## START Given records
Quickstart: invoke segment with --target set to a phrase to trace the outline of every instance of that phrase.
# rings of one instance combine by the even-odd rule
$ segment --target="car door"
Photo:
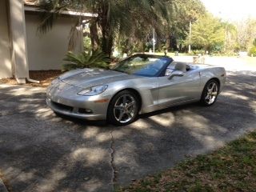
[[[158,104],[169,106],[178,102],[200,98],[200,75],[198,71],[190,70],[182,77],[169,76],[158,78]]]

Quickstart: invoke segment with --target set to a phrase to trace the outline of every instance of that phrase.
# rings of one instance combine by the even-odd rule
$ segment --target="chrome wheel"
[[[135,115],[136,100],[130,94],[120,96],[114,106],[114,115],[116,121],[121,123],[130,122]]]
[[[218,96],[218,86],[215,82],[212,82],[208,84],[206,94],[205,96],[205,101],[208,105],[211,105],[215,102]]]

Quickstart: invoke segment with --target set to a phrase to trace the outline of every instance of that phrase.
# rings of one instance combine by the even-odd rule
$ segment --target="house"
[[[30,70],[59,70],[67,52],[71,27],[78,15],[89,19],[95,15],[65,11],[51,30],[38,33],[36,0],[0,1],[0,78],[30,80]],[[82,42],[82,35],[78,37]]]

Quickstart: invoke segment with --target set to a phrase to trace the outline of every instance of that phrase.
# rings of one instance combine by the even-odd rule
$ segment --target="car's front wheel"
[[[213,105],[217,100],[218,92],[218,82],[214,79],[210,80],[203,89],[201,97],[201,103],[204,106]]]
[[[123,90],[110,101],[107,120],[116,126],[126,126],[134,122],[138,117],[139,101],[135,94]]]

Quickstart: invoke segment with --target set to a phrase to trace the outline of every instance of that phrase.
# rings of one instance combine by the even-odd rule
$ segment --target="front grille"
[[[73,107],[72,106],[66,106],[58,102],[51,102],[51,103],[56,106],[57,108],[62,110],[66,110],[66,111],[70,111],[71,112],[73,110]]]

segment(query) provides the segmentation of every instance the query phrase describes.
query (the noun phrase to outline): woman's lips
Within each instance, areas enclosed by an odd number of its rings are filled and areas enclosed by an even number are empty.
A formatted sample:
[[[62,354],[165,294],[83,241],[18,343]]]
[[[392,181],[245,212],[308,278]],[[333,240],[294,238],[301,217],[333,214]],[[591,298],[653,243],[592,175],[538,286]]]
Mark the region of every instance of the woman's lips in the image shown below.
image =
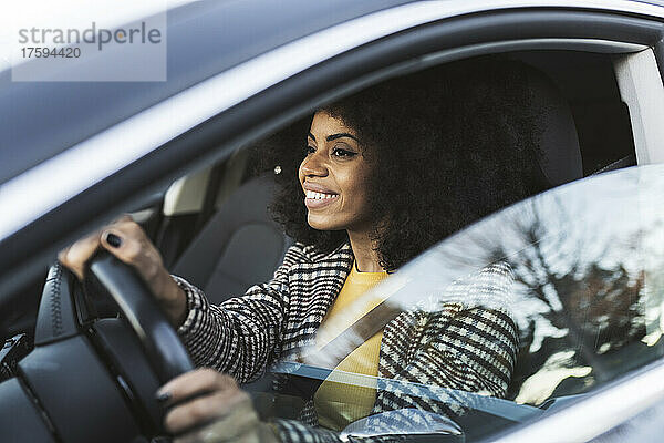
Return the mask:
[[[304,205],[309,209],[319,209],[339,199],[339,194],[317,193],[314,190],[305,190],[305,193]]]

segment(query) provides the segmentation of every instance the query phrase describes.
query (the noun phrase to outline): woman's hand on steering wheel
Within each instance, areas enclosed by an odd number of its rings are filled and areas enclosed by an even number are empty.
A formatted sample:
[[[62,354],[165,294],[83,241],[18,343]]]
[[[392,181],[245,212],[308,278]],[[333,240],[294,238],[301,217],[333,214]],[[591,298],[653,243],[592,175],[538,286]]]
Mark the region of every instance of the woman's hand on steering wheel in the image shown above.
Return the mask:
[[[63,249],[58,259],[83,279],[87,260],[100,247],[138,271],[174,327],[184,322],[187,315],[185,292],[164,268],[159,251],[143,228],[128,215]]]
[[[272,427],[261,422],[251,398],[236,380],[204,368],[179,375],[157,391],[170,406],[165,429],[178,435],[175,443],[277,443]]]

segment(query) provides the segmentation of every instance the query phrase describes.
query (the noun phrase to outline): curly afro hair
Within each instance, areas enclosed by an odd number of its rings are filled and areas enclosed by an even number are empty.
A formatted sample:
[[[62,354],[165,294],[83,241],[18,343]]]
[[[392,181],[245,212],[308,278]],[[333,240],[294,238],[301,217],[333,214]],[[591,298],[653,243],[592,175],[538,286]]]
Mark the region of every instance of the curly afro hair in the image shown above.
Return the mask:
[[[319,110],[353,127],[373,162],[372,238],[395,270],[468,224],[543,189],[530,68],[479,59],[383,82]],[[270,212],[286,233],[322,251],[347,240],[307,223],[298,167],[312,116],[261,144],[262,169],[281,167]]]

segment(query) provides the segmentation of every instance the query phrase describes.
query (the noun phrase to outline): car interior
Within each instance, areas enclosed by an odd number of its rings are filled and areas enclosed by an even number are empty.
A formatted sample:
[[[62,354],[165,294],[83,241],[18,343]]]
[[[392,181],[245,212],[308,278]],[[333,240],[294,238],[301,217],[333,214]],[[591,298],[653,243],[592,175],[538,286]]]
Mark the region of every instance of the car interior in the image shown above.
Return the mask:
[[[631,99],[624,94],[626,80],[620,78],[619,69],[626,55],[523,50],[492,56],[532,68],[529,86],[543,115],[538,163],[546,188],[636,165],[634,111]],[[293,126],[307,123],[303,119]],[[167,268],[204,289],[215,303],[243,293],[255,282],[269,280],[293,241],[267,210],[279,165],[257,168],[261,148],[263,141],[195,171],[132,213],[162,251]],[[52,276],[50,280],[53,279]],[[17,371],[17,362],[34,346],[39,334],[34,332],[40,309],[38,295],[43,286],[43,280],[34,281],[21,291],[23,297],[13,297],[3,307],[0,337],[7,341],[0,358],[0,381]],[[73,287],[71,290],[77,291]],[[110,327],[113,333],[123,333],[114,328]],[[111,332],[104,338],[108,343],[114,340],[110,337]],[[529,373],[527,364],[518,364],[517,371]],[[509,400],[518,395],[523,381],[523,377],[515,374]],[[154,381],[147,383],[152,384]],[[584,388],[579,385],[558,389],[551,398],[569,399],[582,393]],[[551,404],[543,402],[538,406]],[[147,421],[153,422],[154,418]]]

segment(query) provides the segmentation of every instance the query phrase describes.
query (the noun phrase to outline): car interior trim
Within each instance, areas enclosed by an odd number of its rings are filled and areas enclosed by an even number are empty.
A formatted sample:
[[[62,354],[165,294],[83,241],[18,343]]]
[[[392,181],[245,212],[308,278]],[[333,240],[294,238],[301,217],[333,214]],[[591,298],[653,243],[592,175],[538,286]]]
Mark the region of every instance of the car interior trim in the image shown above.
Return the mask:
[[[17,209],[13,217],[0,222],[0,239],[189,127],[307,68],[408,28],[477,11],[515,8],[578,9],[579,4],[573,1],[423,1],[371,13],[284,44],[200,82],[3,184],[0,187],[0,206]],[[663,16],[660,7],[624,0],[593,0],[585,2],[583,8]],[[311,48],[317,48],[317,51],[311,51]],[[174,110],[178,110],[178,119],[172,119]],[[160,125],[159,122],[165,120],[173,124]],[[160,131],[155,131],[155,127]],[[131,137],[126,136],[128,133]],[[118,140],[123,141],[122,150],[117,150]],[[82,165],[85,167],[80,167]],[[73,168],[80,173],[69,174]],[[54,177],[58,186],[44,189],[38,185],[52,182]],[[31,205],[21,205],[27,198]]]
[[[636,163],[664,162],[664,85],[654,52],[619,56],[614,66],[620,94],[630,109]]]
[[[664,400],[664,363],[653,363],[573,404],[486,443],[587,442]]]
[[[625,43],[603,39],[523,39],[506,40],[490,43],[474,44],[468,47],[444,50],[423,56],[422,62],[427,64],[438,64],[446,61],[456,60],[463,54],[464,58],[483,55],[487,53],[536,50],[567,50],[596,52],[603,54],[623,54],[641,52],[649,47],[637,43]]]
## END Given records
## START Given records
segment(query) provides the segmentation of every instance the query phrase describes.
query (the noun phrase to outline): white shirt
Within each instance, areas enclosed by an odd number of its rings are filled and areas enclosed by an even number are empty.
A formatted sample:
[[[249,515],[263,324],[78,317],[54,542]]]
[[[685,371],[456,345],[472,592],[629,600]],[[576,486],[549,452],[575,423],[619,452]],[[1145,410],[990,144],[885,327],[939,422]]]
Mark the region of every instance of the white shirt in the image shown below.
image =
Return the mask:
## END Given records
## START Given records
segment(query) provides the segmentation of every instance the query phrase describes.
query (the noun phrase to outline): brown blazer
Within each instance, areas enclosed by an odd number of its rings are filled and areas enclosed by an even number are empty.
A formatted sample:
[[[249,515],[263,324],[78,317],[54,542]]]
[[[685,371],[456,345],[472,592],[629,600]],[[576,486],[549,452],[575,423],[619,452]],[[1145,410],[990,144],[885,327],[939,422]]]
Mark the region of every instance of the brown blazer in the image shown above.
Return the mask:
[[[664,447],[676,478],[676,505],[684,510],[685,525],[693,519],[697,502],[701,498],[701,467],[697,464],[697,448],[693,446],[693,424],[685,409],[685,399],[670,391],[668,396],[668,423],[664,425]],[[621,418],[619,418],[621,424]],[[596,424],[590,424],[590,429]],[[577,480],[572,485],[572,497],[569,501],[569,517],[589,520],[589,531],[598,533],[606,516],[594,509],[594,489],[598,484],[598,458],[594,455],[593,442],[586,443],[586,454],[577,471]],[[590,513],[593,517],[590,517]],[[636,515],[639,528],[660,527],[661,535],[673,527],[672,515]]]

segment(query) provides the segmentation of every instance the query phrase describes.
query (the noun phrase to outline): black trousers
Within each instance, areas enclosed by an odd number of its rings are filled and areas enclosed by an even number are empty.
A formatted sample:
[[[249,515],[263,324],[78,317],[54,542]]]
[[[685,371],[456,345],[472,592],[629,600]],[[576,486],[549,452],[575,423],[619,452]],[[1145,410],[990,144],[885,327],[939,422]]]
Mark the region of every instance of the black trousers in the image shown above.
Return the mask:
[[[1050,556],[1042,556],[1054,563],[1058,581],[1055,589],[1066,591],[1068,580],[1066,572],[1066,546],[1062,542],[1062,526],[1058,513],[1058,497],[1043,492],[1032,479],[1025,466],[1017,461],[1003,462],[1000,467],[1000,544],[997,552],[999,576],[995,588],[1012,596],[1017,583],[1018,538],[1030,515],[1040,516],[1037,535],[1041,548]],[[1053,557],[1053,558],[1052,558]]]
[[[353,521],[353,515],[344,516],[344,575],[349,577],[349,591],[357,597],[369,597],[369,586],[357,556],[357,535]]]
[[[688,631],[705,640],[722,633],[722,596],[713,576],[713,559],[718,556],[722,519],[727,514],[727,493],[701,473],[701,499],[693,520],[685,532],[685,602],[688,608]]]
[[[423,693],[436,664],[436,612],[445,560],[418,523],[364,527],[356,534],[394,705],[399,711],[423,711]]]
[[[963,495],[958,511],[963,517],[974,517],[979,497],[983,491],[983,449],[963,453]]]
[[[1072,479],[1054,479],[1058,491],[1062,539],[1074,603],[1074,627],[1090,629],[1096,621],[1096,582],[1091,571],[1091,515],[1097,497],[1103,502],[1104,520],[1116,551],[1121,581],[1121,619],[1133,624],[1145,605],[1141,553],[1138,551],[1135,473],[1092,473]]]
## END Given records
How many lines in the rows above contain the string "image"? Reply with the number alone.

● **Answer in full**: 10